**Directions**
Please print exactly the lines running from the one that contains "street lamp, giving" to the end of the data, with both lines included.

**Data for processing**
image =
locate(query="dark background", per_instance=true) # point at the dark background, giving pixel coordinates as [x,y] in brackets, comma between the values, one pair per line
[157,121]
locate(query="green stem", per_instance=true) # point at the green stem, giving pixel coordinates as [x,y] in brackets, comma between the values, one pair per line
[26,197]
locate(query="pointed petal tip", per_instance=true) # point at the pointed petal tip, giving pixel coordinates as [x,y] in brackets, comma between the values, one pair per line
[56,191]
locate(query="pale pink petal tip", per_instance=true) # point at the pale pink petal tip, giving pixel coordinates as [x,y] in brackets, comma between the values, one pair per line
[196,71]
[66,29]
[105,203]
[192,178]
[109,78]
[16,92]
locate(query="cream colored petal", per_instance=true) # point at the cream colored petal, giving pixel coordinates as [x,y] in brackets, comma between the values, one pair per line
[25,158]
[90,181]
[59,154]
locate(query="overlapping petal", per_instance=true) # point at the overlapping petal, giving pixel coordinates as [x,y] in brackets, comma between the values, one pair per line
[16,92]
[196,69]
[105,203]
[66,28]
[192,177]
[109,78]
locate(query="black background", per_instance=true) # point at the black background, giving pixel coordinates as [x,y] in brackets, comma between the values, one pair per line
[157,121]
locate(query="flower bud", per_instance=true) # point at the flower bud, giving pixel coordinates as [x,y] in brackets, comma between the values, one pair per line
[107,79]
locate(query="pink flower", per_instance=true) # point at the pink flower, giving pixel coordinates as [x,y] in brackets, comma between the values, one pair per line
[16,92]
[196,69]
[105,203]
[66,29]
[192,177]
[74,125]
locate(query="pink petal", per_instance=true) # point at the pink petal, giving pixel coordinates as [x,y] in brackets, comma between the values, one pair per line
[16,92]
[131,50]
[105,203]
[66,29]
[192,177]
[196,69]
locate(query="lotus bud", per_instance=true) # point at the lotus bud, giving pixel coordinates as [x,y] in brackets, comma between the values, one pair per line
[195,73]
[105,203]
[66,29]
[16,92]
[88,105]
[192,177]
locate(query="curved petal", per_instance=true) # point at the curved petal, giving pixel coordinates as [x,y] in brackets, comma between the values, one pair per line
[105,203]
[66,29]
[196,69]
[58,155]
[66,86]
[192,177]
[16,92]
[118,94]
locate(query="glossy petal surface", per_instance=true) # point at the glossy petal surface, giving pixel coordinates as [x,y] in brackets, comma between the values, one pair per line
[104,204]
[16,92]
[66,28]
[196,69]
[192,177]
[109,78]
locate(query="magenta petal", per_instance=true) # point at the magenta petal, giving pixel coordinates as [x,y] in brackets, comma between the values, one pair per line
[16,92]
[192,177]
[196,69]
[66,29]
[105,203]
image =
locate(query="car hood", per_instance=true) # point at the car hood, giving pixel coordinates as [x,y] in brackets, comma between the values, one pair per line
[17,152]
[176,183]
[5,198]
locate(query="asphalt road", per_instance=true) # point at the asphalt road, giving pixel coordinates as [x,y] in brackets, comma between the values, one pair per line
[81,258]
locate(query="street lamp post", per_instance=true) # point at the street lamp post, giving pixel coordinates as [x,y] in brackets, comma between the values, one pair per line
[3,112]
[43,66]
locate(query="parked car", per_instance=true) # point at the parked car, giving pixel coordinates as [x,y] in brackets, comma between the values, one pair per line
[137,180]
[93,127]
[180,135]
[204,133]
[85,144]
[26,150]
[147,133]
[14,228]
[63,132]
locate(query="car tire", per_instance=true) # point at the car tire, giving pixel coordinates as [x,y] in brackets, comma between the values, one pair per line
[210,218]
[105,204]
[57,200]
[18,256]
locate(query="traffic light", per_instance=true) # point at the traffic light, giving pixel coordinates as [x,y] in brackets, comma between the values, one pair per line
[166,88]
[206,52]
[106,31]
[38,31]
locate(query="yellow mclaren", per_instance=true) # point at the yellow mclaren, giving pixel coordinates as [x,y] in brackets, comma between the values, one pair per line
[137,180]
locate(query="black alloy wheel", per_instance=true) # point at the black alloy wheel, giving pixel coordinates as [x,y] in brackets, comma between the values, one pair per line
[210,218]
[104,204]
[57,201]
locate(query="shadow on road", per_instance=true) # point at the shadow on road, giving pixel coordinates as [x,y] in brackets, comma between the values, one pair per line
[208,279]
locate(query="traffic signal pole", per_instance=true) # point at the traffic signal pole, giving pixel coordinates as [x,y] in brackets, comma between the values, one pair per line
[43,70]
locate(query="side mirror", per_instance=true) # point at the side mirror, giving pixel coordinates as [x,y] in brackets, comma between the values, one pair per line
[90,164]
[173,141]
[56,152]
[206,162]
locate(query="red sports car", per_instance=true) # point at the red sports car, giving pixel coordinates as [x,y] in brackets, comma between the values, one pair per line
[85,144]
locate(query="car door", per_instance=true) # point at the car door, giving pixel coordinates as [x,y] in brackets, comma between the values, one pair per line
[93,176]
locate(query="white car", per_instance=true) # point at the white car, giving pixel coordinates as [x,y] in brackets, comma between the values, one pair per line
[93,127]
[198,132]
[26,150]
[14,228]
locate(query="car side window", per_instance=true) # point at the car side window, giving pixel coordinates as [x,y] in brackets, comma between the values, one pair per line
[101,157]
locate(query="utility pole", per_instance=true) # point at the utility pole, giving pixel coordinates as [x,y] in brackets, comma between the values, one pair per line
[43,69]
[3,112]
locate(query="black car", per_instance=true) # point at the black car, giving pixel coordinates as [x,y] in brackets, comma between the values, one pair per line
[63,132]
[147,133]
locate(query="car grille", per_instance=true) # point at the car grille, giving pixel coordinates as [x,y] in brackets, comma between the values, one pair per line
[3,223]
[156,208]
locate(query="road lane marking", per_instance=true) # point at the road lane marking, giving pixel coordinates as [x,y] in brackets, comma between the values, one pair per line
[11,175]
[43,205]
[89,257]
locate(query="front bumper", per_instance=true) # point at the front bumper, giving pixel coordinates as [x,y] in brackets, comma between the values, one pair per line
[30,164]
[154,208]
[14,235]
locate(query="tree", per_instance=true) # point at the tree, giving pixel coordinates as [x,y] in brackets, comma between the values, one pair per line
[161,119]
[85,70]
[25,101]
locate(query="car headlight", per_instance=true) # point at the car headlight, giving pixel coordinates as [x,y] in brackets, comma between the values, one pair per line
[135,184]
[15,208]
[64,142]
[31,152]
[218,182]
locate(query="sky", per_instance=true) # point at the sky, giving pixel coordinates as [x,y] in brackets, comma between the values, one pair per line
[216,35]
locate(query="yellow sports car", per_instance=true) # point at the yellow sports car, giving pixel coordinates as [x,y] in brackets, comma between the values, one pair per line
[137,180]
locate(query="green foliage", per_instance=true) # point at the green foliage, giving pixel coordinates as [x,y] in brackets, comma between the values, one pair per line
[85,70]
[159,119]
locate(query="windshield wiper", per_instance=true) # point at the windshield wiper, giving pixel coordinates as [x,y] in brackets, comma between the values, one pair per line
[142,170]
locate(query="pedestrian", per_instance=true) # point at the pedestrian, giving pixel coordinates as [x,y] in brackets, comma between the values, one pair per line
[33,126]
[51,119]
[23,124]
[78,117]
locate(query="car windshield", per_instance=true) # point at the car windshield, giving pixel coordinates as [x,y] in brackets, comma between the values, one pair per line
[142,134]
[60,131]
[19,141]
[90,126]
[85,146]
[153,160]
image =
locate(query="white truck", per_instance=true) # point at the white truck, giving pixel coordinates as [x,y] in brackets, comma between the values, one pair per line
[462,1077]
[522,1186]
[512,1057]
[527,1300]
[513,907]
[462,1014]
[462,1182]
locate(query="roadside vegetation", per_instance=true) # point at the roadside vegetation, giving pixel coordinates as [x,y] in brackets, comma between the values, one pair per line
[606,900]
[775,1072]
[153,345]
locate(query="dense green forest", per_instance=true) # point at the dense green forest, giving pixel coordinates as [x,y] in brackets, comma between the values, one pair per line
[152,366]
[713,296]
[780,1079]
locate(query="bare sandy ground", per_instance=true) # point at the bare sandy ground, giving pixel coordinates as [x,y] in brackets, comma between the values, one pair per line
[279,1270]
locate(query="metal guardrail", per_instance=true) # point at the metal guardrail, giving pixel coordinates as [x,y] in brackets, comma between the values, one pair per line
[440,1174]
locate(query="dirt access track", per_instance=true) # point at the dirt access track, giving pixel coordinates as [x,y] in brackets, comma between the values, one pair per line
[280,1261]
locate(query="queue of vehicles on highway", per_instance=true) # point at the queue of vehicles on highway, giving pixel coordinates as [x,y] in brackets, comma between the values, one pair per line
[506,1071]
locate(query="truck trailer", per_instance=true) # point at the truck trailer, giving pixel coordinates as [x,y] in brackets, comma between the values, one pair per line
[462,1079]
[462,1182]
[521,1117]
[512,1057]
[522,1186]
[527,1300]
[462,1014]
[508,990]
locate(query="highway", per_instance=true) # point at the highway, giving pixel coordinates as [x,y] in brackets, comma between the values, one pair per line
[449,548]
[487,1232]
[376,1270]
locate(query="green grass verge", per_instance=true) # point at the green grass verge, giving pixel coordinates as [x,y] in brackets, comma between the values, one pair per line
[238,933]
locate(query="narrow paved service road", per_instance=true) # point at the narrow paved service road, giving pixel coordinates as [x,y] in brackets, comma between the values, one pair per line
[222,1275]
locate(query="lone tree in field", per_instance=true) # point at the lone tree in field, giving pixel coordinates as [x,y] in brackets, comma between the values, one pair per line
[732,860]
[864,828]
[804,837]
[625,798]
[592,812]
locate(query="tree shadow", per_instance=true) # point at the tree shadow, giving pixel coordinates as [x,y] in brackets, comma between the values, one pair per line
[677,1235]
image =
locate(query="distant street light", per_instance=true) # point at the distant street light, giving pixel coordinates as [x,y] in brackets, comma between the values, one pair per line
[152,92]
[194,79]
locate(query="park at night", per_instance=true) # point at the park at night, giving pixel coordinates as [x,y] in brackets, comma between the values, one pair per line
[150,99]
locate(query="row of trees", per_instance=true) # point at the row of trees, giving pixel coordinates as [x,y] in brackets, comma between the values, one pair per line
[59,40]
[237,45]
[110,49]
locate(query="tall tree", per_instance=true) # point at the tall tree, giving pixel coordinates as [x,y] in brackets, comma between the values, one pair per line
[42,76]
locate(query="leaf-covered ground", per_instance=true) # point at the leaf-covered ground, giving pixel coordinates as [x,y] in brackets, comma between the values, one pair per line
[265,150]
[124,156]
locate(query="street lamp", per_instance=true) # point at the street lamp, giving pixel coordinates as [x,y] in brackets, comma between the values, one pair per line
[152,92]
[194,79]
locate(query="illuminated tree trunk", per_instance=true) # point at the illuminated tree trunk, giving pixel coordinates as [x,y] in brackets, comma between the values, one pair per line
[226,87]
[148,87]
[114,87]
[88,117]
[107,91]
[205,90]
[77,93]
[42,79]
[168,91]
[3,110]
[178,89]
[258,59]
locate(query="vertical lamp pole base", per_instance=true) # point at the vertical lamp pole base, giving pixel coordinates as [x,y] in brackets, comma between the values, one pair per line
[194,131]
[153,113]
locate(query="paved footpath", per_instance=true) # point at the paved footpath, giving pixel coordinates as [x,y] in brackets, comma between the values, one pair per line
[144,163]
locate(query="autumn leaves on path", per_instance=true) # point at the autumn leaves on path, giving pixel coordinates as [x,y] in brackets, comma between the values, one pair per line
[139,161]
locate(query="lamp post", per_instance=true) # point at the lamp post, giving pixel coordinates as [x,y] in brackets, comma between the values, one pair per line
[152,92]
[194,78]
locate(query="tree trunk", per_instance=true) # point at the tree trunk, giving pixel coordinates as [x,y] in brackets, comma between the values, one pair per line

**Response to the task**
locate(query="street lamp", per_instance=true) # point at the street lamp, giving pixel coordinates as [x,y] in brackets, comma between the values, one pair per line
[152,92]
[194,79]
locate(query="illuminated tree trunk", per_instance=true) # point at the illuminated tree trunk, giving pixel coordinates as [x,y] in brackets, comma between the values, one pair per line
[226,87]
[148,87]
[114,87]
[88,117]
[107,91]
[205,90]
[77,93]
[42,79]
[168,91]
[3,110]
[178,89]
[258,59]
locate(query="vertical lamp pole base", per_instance=true) # point at the vertical lamp pole base, giving pixel coordinates as [x,y] in brackets, comma between the values, one pair per line
[194,131]
[153,113]
locate(query="paved footpath", per_instance=true) # point at the paved footpath, giving pixel coordinates as [x,y] in brackets, comma between the values, one pair per line
[144,163]
locate(query="autumn leaves on path", per_instance=true) # point at the autumn leaves on path, giving pixel coordinates as [x,y] in brackets, comma between the values, one pair per line
[139,161]
locate(query="lamp post", per_instance=true) # point at the lamp post, giving pixel coordinates as [x,y] in brackets, comma between the values, one pair per line
[152,92]
[194,78]
locate(query="tree trunk", per_instance=true) # point at the tree trunk, giving pixel coordinates as [x,y] in brackets, comma between the values, one pair per line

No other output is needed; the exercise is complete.